GIVEN EXERCISE:
Write out the lines starting at the one containing "Provide the mask of each instance of the <item>white" and ending at the one containing "[[[751,533],[764,544],[895,544],[941,539],[870,425],[801,430]]]", with "white breast" replaced by "white chest" and everything else unchanged. Leave the picture out of your answer.

AVAILABLE DATA:
○ ○ ○

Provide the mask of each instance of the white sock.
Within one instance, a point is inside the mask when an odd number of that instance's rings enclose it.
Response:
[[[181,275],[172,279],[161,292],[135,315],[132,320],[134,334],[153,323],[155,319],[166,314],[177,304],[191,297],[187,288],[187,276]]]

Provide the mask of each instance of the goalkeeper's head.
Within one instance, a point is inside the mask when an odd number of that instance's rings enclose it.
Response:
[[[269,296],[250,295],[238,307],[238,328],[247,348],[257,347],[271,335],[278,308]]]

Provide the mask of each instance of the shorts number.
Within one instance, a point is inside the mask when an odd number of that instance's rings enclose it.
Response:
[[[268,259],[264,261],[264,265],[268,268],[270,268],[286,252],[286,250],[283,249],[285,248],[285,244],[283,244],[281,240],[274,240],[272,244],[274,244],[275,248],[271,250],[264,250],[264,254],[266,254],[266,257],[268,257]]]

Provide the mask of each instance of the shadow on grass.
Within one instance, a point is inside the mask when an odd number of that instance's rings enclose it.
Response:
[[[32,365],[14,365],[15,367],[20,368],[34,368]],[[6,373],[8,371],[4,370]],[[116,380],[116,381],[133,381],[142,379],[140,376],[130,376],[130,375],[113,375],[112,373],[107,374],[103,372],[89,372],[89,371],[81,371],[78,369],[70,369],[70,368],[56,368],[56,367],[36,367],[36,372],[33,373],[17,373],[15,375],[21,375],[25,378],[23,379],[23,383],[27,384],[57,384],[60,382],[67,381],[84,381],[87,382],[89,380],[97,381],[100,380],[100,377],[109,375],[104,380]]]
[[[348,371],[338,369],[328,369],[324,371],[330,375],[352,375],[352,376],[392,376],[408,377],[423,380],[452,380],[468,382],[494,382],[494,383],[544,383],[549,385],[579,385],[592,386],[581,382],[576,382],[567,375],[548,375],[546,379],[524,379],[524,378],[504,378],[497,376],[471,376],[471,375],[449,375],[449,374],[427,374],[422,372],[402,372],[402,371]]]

○ ○ ○

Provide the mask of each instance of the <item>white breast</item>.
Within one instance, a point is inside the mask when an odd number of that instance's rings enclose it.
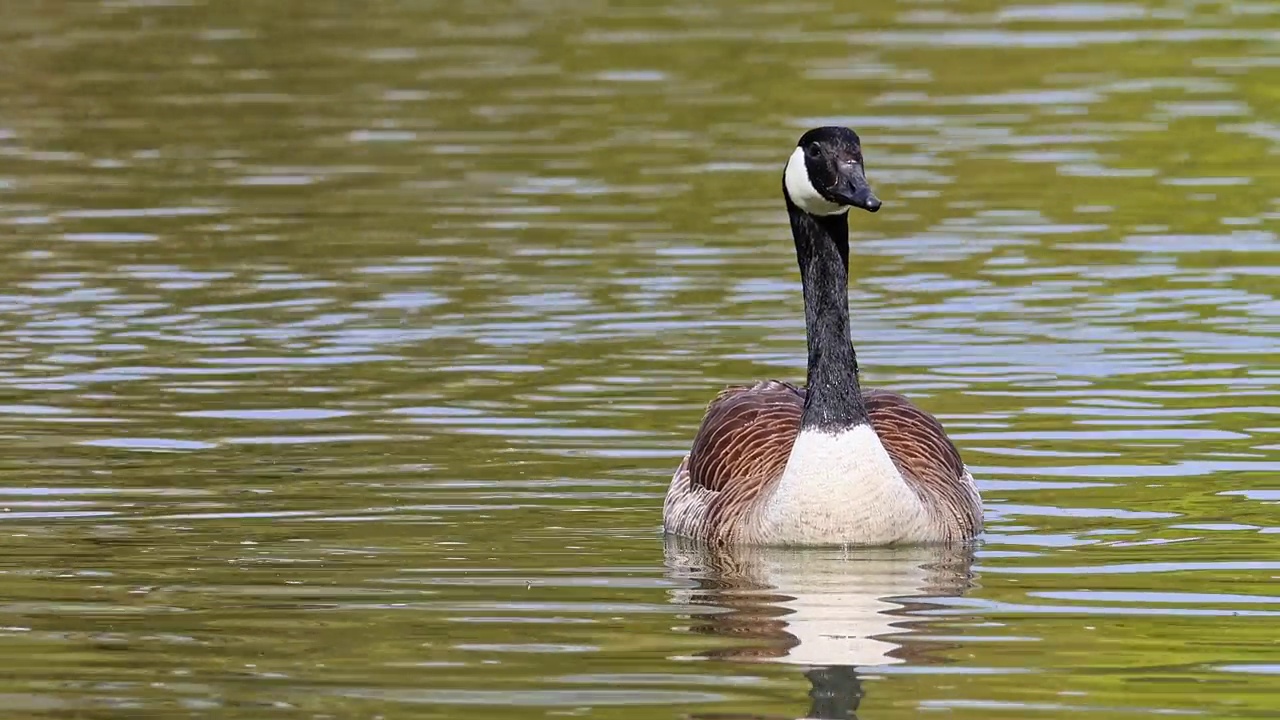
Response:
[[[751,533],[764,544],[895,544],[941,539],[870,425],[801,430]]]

○ ○ ○

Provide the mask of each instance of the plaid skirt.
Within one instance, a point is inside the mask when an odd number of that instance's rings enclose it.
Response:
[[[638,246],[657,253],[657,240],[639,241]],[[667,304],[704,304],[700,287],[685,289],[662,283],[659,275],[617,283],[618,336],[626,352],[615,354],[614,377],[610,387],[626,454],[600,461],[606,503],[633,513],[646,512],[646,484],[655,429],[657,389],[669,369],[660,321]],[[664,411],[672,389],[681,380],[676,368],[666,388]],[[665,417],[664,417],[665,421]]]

○ ○ ○

OUTPUT:
Provide the mask of each instance of the <item>white chest</item>.
Within one instance, a point is inside the mask when an odd number of that instance's rings enclose it.
Response:
[[[751,533],[764,544],[895,544],[941,539],[870,425],[801,430]]]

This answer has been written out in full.